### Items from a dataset
-- Start --

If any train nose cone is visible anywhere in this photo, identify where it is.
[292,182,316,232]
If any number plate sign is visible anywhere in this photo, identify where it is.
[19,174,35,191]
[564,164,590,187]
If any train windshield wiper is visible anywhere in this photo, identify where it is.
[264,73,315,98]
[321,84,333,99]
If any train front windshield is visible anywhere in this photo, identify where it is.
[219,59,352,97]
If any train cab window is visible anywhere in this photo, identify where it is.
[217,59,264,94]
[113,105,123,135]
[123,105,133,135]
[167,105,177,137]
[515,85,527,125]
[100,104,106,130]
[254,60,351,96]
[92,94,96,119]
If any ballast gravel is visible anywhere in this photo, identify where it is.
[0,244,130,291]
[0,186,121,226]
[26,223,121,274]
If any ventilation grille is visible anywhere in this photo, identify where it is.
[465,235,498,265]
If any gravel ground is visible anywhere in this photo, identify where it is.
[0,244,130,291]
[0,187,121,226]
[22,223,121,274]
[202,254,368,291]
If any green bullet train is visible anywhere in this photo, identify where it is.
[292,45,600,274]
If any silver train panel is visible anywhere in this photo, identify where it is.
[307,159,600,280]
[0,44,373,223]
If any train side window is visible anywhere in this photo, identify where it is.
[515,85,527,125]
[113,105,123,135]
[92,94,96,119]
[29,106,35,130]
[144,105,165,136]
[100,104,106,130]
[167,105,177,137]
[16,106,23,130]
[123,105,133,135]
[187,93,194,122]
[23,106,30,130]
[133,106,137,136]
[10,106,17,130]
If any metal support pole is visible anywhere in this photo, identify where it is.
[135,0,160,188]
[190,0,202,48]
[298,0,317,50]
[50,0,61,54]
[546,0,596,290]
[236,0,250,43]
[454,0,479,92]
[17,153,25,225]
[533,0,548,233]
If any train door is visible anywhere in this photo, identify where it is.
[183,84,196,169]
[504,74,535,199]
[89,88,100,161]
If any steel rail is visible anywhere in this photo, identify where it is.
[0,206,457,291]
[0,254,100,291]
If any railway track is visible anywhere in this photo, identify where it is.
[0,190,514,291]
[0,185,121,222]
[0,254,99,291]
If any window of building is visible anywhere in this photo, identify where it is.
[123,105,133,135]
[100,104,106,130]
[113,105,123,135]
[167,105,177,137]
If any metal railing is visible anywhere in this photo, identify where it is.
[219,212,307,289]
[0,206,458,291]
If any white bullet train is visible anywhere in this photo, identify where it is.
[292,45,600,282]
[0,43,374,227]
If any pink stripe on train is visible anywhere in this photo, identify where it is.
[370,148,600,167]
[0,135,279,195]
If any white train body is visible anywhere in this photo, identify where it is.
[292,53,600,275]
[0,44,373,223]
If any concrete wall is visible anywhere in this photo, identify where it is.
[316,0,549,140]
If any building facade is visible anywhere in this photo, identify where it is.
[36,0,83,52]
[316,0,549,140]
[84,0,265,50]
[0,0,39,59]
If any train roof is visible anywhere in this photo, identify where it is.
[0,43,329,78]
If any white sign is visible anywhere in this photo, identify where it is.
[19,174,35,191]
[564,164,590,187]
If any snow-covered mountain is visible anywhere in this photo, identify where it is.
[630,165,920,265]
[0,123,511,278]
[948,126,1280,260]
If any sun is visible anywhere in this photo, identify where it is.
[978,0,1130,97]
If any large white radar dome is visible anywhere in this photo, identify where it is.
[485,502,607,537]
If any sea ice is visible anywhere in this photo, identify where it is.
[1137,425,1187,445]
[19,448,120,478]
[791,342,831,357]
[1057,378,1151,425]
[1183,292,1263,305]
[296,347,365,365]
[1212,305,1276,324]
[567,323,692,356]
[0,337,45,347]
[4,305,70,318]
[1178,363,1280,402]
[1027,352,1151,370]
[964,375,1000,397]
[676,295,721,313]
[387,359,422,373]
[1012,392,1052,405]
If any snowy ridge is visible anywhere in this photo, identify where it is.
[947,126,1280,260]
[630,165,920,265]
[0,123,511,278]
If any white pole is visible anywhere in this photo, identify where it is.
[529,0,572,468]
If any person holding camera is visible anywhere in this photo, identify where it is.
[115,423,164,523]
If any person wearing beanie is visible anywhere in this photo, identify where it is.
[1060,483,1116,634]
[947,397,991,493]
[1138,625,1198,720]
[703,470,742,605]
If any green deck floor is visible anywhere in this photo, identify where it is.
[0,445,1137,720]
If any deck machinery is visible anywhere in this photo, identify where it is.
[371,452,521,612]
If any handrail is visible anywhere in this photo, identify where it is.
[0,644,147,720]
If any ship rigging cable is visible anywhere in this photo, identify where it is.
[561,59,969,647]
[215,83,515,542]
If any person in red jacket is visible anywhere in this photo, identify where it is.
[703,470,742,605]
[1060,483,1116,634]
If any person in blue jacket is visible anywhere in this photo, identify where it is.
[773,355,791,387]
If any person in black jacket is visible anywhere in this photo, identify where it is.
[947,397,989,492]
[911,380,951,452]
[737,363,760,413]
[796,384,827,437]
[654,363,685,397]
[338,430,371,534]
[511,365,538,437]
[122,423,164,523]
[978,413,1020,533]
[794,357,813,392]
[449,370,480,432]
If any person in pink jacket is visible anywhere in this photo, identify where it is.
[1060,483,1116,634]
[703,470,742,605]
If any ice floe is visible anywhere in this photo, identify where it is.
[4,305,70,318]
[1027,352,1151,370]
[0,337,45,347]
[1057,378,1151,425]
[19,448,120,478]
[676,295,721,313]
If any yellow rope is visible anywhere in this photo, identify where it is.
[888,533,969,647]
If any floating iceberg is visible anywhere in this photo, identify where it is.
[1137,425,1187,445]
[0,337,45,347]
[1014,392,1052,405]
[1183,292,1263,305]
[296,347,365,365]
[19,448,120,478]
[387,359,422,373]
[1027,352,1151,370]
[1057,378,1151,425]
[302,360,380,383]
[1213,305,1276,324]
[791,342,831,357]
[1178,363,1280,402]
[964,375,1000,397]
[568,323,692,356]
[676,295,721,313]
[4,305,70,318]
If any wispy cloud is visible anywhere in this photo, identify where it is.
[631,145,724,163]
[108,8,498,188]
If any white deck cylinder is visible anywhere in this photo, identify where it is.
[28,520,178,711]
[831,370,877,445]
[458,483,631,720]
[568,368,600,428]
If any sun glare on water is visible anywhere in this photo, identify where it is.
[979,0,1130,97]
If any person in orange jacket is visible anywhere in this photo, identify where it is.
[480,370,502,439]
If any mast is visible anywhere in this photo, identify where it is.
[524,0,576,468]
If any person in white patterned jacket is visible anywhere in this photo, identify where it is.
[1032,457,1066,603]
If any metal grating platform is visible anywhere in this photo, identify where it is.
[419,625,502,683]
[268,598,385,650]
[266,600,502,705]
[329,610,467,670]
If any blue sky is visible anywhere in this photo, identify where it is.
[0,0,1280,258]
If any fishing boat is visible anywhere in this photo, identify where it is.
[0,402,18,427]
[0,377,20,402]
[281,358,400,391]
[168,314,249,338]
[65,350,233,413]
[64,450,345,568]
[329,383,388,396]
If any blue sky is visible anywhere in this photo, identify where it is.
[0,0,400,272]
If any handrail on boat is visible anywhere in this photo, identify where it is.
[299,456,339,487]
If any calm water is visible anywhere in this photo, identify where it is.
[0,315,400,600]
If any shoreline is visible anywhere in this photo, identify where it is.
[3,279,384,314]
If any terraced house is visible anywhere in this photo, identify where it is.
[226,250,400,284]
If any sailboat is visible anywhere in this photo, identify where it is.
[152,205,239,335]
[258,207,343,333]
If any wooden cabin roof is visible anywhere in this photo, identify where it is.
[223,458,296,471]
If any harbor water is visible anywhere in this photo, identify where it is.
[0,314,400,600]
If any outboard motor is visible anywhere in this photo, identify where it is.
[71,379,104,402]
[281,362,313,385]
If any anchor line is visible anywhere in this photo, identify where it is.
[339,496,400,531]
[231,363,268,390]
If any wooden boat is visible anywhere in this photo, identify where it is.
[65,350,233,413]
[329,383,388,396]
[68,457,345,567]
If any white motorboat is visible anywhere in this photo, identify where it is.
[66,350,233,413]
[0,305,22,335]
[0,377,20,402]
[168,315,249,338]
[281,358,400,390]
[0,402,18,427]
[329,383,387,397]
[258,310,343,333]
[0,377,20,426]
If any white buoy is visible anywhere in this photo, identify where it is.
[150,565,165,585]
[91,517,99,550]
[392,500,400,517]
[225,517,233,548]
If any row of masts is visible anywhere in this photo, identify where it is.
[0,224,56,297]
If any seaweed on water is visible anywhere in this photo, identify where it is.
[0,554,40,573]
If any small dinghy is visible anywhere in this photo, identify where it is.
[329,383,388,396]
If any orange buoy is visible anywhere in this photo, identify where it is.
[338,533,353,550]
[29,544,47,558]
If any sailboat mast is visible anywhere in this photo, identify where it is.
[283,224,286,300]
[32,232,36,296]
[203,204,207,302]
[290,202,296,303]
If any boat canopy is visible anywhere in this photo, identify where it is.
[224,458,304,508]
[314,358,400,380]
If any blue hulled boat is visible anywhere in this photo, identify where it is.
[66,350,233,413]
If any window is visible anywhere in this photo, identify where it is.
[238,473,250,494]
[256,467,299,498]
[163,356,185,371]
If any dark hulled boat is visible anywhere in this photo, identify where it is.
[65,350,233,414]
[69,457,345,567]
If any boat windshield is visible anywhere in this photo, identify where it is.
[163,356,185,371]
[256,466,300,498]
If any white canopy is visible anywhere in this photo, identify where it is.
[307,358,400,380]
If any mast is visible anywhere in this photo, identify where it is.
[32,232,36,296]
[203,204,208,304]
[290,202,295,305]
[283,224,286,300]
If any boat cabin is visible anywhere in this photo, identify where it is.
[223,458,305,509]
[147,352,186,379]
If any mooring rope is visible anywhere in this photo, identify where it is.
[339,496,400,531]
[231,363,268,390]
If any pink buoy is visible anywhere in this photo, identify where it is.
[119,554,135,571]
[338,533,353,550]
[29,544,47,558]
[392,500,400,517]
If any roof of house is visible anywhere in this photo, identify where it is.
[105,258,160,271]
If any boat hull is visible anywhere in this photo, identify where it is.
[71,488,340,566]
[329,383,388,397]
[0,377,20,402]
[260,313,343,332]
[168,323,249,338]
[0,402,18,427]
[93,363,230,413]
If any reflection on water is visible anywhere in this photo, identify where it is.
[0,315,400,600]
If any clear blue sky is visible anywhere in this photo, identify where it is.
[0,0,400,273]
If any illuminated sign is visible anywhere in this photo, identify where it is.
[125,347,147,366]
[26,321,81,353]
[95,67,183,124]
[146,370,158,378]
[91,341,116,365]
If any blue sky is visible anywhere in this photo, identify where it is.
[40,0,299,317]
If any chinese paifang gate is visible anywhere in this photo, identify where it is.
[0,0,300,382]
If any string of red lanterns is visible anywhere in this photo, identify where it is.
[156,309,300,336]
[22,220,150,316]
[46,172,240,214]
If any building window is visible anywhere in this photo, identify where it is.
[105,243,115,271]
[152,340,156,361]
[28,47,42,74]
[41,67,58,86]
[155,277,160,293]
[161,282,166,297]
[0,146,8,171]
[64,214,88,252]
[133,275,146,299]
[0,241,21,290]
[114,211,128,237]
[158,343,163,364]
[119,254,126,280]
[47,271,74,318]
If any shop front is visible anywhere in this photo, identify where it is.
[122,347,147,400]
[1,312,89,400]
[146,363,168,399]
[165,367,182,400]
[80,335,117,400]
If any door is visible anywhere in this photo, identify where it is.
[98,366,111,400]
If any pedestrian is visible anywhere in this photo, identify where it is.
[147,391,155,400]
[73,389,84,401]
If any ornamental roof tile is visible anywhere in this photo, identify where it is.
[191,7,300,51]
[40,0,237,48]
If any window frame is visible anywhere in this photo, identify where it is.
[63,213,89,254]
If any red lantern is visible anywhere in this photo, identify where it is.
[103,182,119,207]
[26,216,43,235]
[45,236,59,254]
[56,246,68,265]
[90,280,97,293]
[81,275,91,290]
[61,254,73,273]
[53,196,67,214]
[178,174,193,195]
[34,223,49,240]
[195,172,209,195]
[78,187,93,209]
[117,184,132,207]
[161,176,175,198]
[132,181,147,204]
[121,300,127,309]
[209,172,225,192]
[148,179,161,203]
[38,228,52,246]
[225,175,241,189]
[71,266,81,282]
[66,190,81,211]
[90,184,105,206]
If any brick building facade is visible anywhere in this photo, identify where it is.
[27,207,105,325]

-- End --

### What is asked
Rewrite the data from its first line through the line that contains "[0,254,100,291]", keeping every request unchanged and increasing each bounding box coordinate by 106.

### Exercise solution
If any train nose cone is visible anywhere in this photo, identify where it is.
[398,288,422,338]
If any number plate sign is visible anywhere in this photo, identify where it is.
[125,280,141,297]
[670,270,696,293]
If any train windshield wiper is visible anywhere in this photo, identify where it is.
[370,179,421,204]
[427,190,439,205]
If any train front windshield is visible anywhere in this photo, identify where it is.
[325,165,458,203]
If any train cab window is visible anywhere in this photo, identify where it is.
[323,165,370,200]
[219,211,229,241]
[229,211,239,241]
[273,211,283,243]
[621,191,633,231]
[206,210,212,236]
[360,166,457,202]
[198,200,202,225]
If any ballast gravel is visible anywhere in this photo, identify where it is.
[106,350,236,397]
[106,292,227,332]
[132,329,227,380]
If any ventilation grille is visible anywhere in this photo, identify where it is.
[571,341,604,371]
If any gravel ground is visible anywhere in this photo, identify where it is.
[106,350,236,397]
[106,293,227,332]
[128,329,227,380]
[308,360,474,397]
If any green bullet train is visible anywhere in this photo, identify where it is.
[398,151,706,380]
If any silver train panel is visible anywhere in this photo, identify where it is.
[413,265,706,386]
[106,150,479,329]
If any train side window is visible anywhere in this photo, identify where it is.
[621,191,633,231]
[219,211,229,241]
[198,200,202,225]
[135,212,141,236]
[250,211,271,242]
[206,210,212,236]
[273,211,283,243]
[122,212,129,236]
[229,211,239,241]
[293,199,300,228]
[129,212,136,236]
[239,212,243,242]
[116,212,123,236]
If any metal support pole is visible anywhere in this photo, identify where it is.
[241,106,266,294]
[296,106,308,154]
[404,106,423,156]
[156,106,167,160]
[652,106,702,396]
[342,106,356,149]
[560,106,585,198]
[123,259,131,331]
[639,106,654,339]
If any train door is visible anywhere in this photo, identify where it is.
[289,190,302,275]
[610,180,641,305]
[195,194,206,267]
If any steel rail is visible anywhere in this photo, identify where it is.
[106,312,563,397]
[106,360,206,397]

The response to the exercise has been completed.